**Problem requirements**
Can you rewrite every line of the entries below as a numbered list, leaving out any blank lines?

--- start ---

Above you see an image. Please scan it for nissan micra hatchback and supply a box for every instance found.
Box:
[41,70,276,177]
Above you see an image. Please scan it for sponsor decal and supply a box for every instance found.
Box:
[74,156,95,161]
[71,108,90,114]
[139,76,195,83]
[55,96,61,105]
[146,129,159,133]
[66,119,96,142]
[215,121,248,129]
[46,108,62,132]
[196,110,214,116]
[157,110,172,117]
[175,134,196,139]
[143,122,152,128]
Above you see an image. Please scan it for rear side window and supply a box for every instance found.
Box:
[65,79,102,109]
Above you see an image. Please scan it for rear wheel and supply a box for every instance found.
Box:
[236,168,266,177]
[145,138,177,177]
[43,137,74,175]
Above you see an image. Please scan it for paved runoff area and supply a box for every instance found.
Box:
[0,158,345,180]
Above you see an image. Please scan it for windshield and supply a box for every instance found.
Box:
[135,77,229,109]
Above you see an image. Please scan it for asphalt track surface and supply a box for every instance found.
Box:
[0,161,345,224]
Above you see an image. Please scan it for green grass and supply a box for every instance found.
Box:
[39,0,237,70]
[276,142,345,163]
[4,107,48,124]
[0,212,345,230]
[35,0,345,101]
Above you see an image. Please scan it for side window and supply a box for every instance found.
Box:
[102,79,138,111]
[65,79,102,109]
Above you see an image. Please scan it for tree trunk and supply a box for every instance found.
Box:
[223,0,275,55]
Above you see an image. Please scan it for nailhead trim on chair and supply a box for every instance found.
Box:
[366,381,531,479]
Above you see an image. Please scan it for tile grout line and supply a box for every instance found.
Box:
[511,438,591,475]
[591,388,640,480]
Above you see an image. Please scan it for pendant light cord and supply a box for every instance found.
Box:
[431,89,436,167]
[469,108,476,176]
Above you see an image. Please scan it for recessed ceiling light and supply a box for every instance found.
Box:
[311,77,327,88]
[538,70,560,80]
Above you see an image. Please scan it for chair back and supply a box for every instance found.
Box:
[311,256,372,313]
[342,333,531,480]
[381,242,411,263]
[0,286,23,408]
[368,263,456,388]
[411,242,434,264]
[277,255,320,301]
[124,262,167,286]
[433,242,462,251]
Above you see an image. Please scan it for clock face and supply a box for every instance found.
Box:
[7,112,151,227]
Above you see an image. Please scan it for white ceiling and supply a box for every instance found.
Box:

--- end ---

**Task response**
1. Above you see an image. Please scan it for nissan micra hatchback and supply a box for every instance found.
2. Box:
3. [41,70,276,177]
4. Above you see an image. Please scan it for sponsor decal and supply a box for every instance found.
5. Box:
6. [74,156,95,161]
7. [71,108,90,114]
8. [139,76,195,83]
9. [55,96,61,105]
10. [146,129,159,133]
11. [66,119,96,142]
12. [215,121,248,129]
13. [46,108,62,132]
14. [196,110,214,116]
15. [157,110,172,117]
16. [175,134,196,139]
17. [143,122,152,128]
18. Above you see an image. Please scan it for rear side window and supply a box for every instance found.
19. Box:
20. [65,79,102,109]
21. Above you see an image. Please scan it for rear wheel and supply a box for every instance found.
22. Box:
23. [236,168,266,177]
24. [145,138,177,177]
25. [43,137,74,175]
26. Above you see an image. Please scan it for paved runoff area and supply a box for every instance found.
27. Box:
28. [0,158,345,180]
29. Above you see an image. Please scan it for windshield and supply a box for every instance found.
30. Box:
31. [135,77,229,109]
32. Above you see an image. Please scan it for asphalt track surface and supply a box for every instance found.
33. Box:
34. [0,161,345,224]
35. Above you see an image. Please scan it for green grass and supply a box for every instance found.
36. Box:
37. [39,0,237,70]
38. [276,142,345,163]
39. [4,107,48,124]
40. [0,212,345,230]
41. [35,0,345,101]
42. Above you see an image. Please scan it for side window and supply a box for every instance found.
43. Box:
44. [102,79,138,111]
45. [65,79,102,109]
46. Above you see an image. Please scan it for tree trunk and supply a box for every instance found.
47. Box:
48. [223,0,275,55]
49. Above you see an image. Please scan it for nailhead trim on chair and supply a box for every instance found.
50. Box:
51. [366,381,531,479]
52. Above you see an image. Please scan it for tile grout line and supply a box for every instance found.
53. Box:
54. [511,438,591,475]
55. [591,388,640,480]
56. Above you see an image. Please scan it for pendant light cord and supply a box for every instance found.
57. Box:
58. [431,89,436,167]
59. [469,108,476,176]
60. Above you see an image. Please scan it for recessed ceiling light and supply a box for every instance found.
61. Box:
62. [311,77,327,88]
63. [538,70,560,80]
64. Above you see an image. Please scan it for chair back and supply a box for every instance found.
65. Box:
66. [311,256,372,313]
67. [342,333,531,480]
68. [381,242,411,263]
69. [0,286,23,408]
70. [368,263,456,388]
71. [411,242,434,264]
72. [277,255,320,301]
73. [124,262,167,286]
74. [433,242,462,251]
75. Above you see an image. Please scan it for clock face and supply a box for every instance found.
76. Box:
77. [7,112,151,227]
78. Above you see an image. Please scan it for white ceiling and supply a box for every instance found.
79. Box:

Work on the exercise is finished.